QUESTIONS:
a. According to the Parkinson's disease article, roughly how many Americans does the disease affect?
b. Write out the part of the Parkinson's disease article that begins at the words "But now, doctors" and stops after "show its signs.". Keep every word as the article has it.

EXTRACTED TEXT:

Feature Archive

Parkinson's Disease: The Cutting Edge

Experts explain how new research and new drugs offer Parkinson's disease patients more options than ever -- and exciting new treatments to come. 

By Colette Bouchez
WebMD Feature

Reviewed By Brunilda Nazario

Some famous faces have recently focused our attention on the progressive neurological disease known as Parkinson's disease. Most notable among them are Pope John Paul II, actor Michael J. Fox, and former Attorney General Janet Reno.

But now, doctors say some cutting-edge treatments may soon take center stage. Among the new discoveries: a transdermal skin patch for round-the-clock symptom control; two new surgical procedures for treating advanced disease; and a brand new way of diagnosing Parkinson's disease long before the movement disorder begins to show its signs.

"It's vital for patients and their families to know that we are moving forward every day, and every day we are learning more about this illness," says Michael Kaplitt, MD, PhD, director of Movement Disorders Surgery at Weill Cornell Medical Center/New York Presbyterian Hospital in New York City.

A progressive neurological disease affecting some 500,000 Americans, Parkinson's disease involves the early death of nerve cells that manufacture dopamine. This is a chemical transmitter that stimulates muscles to move in a smooth and coordinated way.

When levels of dopamine are depleted, other brain chemicals become dominant, causing an imbalance that further encourages a lack of muscle control, or sometimes a rigidity that prevents muscle movement. The symptoms can sometimes be felt body-wide.

"In the beginning this can include mild problems, such as a sense of fatigue and restlessness accompanied by small tremors in the hands, arms, and feet; as the disease progresses a patient will have difficulties orchestrating movement in all muscle groups, which can affect walking and even speaking," Kaplitt tells WebMD.

Kaplitt says that by the time symptoms appear, over 70% of the dopamine-producing cells are no longer working, making reversal of the disease impossible.

"It would be safe to say that basically all of our treatments right now are focused on relieving symptoms and not restoring brain function," says Roger Albin, MD, professor of neurology at the University of Michigan and chief of neuroscience research at the Ann Arbor Veterans Affairs Medical Center.

But Albin says many of the newest treatments can dramatically alter the quality of life and even help people who suffer from Parkinson's live longer.

For many years, the only treatment Parkinson's patients could rely on were medications designed to help the brain produce more dopamine, act like dopamine, or reduce the breakdown of dopamine within brain cells. While the drugs are effective, many have troubling side effects, including offering only sporadic muscle control. Most, say experts, lose their effectiveness as the disease progresses.

INPUT DATA:
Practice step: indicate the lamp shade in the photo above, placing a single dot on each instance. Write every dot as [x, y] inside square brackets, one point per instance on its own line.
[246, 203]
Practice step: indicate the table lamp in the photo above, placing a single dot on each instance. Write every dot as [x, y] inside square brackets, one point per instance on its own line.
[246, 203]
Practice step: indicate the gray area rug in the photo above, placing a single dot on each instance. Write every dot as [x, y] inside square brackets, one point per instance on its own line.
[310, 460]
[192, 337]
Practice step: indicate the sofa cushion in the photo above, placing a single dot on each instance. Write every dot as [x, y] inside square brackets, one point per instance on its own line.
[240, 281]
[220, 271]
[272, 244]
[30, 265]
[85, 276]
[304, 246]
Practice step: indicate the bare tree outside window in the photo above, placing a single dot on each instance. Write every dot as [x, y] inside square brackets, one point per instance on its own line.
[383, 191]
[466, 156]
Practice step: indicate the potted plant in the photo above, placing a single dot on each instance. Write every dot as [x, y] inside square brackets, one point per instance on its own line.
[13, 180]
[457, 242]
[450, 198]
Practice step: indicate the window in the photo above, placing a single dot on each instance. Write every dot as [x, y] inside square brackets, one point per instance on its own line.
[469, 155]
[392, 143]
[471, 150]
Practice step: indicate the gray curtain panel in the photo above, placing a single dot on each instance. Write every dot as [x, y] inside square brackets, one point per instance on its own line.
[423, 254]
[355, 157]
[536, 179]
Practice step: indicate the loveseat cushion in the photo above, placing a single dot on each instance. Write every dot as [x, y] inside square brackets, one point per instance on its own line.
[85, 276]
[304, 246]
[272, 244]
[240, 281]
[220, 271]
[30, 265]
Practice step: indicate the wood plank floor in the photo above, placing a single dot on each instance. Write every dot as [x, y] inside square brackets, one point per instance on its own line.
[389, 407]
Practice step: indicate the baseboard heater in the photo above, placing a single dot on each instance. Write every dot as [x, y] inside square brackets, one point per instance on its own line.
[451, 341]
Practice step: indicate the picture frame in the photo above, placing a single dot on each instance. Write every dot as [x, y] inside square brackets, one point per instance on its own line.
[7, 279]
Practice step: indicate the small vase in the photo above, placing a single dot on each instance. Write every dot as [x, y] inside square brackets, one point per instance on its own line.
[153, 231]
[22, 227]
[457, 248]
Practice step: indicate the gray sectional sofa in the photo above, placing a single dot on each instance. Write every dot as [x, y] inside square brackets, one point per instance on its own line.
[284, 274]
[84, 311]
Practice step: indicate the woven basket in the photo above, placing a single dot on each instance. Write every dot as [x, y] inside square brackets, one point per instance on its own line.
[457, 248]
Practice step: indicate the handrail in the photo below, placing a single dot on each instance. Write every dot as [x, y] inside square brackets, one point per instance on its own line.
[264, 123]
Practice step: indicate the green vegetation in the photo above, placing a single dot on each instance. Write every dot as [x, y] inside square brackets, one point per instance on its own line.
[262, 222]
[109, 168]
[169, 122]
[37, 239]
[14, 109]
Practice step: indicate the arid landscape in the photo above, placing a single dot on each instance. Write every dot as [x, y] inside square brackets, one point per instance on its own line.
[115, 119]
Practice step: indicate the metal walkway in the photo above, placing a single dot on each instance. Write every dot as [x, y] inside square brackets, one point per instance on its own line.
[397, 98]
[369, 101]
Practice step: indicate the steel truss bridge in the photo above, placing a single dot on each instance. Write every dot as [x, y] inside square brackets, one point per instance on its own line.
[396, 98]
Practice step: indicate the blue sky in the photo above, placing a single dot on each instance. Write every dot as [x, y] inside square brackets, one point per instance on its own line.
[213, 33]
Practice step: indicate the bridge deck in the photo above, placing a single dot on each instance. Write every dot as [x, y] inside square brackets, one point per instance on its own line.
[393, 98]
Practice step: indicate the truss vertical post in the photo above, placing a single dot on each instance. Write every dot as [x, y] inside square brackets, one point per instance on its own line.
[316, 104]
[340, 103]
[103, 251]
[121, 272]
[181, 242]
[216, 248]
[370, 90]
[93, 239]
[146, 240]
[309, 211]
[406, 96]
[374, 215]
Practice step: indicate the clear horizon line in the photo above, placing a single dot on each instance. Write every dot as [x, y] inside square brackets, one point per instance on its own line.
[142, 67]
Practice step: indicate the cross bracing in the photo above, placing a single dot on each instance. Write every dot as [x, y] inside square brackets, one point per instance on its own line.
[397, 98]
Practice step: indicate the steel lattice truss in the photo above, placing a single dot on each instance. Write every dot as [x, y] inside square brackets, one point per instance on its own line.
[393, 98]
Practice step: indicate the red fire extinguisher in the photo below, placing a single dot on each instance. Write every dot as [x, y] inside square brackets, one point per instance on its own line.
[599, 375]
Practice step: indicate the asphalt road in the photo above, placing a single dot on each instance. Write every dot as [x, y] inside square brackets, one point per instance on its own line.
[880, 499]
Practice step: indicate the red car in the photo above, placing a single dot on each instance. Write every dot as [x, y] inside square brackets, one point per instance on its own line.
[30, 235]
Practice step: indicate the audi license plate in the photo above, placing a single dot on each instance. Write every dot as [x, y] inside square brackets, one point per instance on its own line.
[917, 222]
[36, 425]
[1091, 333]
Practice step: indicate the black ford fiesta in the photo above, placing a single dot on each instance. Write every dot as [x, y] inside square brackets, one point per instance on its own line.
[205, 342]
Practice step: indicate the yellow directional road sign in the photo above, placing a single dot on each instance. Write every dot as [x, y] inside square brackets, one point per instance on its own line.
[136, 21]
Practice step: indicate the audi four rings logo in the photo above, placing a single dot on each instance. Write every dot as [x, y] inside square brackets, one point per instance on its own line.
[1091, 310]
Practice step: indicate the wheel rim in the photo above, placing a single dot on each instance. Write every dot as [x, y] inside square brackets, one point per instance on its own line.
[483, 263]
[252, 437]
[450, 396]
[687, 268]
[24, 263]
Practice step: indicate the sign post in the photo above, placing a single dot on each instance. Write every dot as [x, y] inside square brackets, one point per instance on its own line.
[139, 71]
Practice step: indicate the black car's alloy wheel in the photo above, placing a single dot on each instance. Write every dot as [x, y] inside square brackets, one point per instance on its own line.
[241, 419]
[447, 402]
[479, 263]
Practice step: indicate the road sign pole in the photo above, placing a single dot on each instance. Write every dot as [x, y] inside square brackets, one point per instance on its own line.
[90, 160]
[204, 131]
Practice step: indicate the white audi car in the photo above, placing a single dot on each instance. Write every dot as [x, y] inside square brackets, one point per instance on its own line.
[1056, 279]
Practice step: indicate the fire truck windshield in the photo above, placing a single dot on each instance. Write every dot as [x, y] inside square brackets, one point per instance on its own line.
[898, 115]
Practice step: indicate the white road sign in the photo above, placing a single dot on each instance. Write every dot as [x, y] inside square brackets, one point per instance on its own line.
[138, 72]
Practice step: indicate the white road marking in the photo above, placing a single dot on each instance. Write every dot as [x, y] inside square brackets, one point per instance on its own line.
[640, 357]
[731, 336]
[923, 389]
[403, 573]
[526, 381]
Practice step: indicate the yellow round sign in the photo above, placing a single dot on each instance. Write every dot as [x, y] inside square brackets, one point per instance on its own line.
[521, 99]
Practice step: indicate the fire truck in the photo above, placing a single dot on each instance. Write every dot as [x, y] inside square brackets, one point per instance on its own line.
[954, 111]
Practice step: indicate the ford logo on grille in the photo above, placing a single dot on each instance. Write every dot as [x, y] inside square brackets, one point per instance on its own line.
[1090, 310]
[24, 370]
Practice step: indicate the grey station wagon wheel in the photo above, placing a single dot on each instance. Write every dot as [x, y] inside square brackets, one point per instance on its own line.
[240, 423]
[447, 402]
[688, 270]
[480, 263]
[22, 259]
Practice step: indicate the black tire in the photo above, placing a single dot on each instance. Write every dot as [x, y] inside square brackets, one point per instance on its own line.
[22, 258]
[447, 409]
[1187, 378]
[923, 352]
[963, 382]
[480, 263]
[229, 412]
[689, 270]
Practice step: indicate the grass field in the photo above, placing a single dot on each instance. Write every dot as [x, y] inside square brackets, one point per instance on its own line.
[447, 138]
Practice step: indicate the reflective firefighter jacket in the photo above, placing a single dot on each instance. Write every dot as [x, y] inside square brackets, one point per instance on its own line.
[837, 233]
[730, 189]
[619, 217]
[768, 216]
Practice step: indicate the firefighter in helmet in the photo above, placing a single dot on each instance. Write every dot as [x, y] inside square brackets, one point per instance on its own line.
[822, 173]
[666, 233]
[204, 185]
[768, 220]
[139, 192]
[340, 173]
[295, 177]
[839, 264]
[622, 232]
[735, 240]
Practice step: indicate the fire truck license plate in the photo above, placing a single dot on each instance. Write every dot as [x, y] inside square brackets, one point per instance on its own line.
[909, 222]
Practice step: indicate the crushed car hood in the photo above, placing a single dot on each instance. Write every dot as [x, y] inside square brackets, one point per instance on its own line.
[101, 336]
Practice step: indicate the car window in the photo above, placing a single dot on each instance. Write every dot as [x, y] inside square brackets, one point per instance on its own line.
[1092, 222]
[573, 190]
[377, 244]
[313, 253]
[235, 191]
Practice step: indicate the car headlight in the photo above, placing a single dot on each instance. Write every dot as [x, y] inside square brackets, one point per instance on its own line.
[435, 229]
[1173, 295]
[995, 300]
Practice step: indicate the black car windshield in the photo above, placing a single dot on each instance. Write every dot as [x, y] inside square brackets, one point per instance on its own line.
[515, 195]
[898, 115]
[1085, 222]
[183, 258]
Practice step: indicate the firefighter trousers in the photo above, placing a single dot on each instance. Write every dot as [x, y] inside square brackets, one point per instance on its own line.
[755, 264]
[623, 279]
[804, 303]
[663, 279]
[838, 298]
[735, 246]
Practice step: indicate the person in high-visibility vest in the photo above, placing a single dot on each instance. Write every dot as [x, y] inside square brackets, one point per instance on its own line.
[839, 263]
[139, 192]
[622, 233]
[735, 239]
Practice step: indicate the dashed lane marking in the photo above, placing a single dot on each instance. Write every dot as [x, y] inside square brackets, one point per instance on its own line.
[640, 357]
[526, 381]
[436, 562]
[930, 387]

TASK-BY-TASK ANSWERS:
a. Some 500,000 Americans.

b.
But now, doctors say some cutting-edge treatments may soon take center stage. Among the new discoveries: a transdermal skin patch for round-the-clock symptom control; two new surgical procedures for treating advanced disease; and a brand new way of diagnosing Parkinson's disease long before the movement disorder begins to show its signs.